WHAT YOU NEED TO DO:
Copy the listing exactly as given. Omit every picture.

EXERCISE MATERIAL:
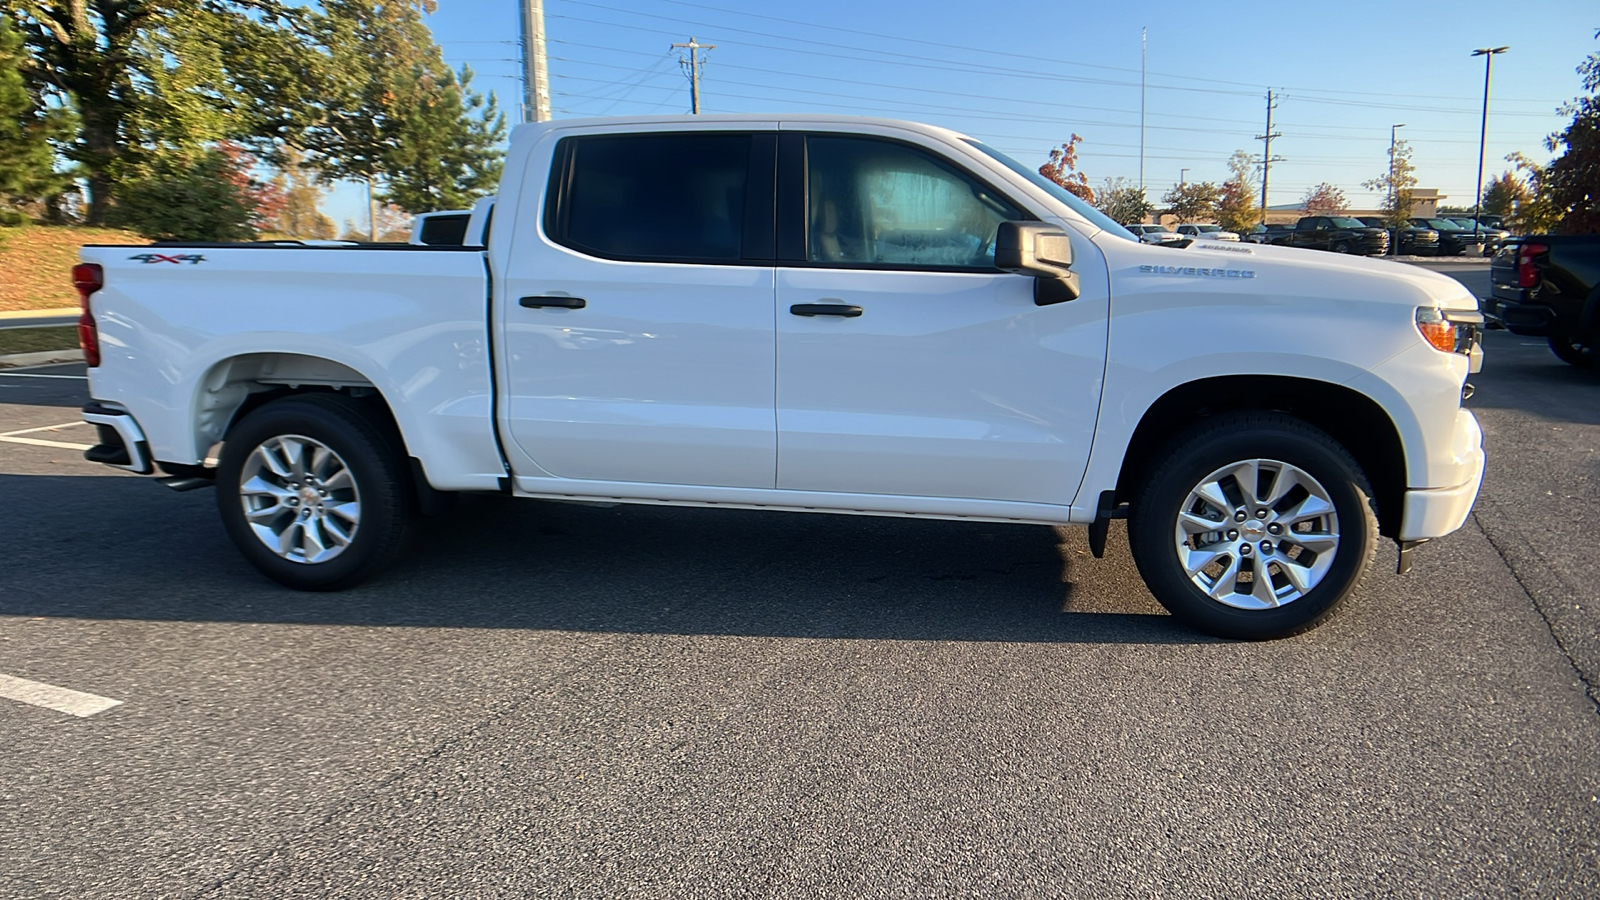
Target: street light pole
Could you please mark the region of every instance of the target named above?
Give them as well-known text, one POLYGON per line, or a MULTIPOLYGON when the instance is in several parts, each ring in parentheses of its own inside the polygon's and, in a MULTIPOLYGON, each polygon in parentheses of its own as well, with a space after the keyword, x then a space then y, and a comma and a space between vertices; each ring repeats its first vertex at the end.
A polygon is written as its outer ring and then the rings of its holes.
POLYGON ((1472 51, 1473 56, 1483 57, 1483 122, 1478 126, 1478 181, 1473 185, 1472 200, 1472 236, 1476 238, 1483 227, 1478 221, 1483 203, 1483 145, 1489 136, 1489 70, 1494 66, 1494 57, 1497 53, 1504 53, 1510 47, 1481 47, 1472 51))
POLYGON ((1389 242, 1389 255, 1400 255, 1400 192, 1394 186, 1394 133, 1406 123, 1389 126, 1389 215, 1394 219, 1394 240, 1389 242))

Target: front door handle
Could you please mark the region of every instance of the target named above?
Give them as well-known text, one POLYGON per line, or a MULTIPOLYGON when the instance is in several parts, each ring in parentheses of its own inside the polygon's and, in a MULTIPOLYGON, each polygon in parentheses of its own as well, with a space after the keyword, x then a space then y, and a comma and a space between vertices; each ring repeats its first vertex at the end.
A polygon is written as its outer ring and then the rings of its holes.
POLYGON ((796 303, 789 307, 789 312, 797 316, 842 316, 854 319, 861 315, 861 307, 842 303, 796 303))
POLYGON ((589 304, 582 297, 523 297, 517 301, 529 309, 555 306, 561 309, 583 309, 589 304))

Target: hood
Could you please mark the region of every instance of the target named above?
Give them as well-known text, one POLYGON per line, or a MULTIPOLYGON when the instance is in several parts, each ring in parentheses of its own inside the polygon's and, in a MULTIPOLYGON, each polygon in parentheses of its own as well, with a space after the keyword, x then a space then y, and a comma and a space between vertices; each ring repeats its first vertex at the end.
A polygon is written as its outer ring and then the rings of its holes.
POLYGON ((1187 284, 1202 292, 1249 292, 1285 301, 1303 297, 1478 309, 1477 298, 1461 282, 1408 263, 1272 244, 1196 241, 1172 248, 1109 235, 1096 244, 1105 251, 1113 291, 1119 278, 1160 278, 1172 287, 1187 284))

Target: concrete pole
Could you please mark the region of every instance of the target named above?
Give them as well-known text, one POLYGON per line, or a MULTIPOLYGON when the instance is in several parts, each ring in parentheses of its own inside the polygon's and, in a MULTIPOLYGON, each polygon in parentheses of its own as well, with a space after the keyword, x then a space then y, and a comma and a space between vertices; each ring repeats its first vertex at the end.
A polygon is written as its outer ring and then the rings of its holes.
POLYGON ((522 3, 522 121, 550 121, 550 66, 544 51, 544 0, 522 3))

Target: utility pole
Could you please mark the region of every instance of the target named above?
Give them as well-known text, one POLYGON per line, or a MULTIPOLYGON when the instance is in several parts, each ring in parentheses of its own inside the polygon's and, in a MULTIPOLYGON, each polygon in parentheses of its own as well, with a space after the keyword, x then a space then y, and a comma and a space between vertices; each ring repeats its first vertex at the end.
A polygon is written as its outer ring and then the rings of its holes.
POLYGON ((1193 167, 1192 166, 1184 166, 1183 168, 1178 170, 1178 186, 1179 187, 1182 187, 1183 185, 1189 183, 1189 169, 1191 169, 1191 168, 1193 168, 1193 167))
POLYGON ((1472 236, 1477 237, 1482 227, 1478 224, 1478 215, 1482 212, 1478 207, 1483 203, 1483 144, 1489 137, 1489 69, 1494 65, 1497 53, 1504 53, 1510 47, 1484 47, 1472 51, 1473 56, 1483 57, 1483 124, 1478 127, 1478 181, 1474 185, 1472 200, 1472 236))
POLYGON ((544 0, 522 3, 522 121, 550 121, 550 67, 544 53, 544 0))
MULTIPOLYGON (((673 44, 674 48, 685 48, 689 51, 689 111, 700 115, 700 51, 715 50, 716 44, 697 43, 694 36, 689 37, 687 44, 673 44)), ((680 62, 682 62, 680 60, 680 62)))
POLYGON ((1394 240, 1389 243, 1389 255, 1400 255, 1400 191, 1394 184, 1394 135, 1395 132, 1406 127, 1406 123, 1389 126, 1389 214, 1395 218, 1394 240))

TASK ANSWER:
Target: street light pole
Could you please mark the region of every instance of the target named above?
Give them as well-known text, one POLYGON per line, or a MULTIPOLYGON when the instance is in several parts, each ring in parentheses of its own inside the polygon's and, in a MULTIPOLYGON, each polygon in parentheses of its own as well, with a space after the keyword, x then a space then y, and a comma and a space between vertices; each ring repeats its first vertex at the end.
A polygon is written as its outer ring and then the rings of its holes.
POLYGON ((1472 51, 1473 56, 1483 57, 1483 122, 1478 126, 1478 181, 1473 185, 1472 200, 1472 236, 1476 238, 1483 227, 1478 221, 1483 203, 1483 145, 1489 136, 1489 70, 1494 66, 1494 57, 1497 53, 1504 53, 1510 47, 1481 47, 1472 51))
POLYGON ((1389 242, 1389 255, 1400 255, 1400 192, 1394 186, 1394 133, 1406 123, 1389 126, 1389 215, 1394 219, 1394 240, 1389 242))

Target: front door handle
Could you please mark the region of every instance of the target named above?
Give them as well-known text, one POLYGON per line, or a MULTIPOLYGON when the instance is in several parts, each ring in parentheses of its own inside the polygon's and, in a MULTIPOLYGON, each polygon in parentheses of its own as well, with a space after the keyword, x then a space then y, and a comma and a space between vertices; each ring repeats its first vertex at the end.
A polygon is written as its outer ring and then the rings of its holes.
POLYGON ((796 303, 789 307, 789 312, 797 316, 842 316, 854 319, 861 315, 861 307, 842 303, 796 303))
POLYGON ((589 304, 582 297, 523 297, 517 301, 529 309, 555 306, 561 309, 583 309, 589 304))

Target: hood
Could you please mark the region of every instance of the target named above?
Give them as well-known text, one POLYGON per line, or a MULTIPOLYGON when the instance is in several parts, each ring in parentheses of its own inside the polygon's and, in a MULTIPOLYGON, each polygon in parentheses of its own as well, with a space after the keyword, x then a space then y, and a comma and a space between vertices; each ring repeats its first vertex at the end.
A polygon is written as its outer ring and then the rings of its holes.
POLYGON ((1187 284, 1202 292, 1249 292, 1285 301, 1303 297, 1478 309, 1477 298, 1461 282, 1408 263, 1272 244, 1196 241, 1172 248, 1109 235, 1096 244, 1105 251, 1113 291, 1119 278, 1160 278, 1172 287, 1187 284))

Target: concrete pole
Could you please mark the region of every instance of the target named above?
Give them as well-known text, one POLYGON per line, or a MULTIPOLYGON when the instance is in several parts, each ring in parentheses of its own inside the polygon's and, in a MULTIPOLYGON, each polygon in parentheses of its own as well, with a space after the keyword, x then a space then y, and a comma and a space between vertices; each ring repeats its first vertex at the end.
A polygon is written as its outer ring and then the rings of its holes.
POLYGON ((522 3, 522 121, 550 121, 550 66, 544 51, 544 0, 522 3))

Target: utility pole
Could you please mark the region of every instance of the target named above?
Give them as well-known text, one POLYGON per line, or a MULTIPOLYGON when the instance is in several parts, each ring in parentheses of its own inside the polygon's and, in a MULTIPOLYGON, each polygon in parentheses of its own as well, with a space after the keyword, x then a space then y, and a comma and a space between vertices; each ring repeats its first vertex at the end.
A polygon is written as its outer ring and then the rings of its holes.
POLYGON ((1193 167, 1192 166, 1184 166, 1183 168, 1178 170, 1178 186, 1179 187, 1182 187, 1183 185, 1189 183, 1189 169, 1191 169, 1191 168, 1193 168, 1193 167))
POLYGON ((1472 236, 1477 237, 1482 227, 1478 224, 1478 215, 1482 212, 1478 207, 1483 203, 1483 144, 1489 137, 1489 69, 1494 65, 1497 53, 1504 53, 1510 47, 1484 47, 1472 51, 1473 56, 1483 57, 1483 124, 1478 127, 1478 181, 1474 185, 1472 200, 1472 236))
POLYGON ((544 0, 522 3, 522 121, 550 121, 550 67, 544 53, 544 0))
MULTIPOLYGON (((673 44, 674 48, 685 48, 689 51, 689 111, 700 115, 700 51, 715 50, 716 44, 697 43, 694 36, 689 37, 687 44, 673 44)), ((680 62, 682 62, 680 60, 680 62)))
POLYGON ((1394 240, 1389 243, 1389 255, 1400 255, 1400 191, 1394 184, 1394 135, 1395 132, 1406 127, 1406 123, 1389 126, 1389 214, 1395 218, 1394 240))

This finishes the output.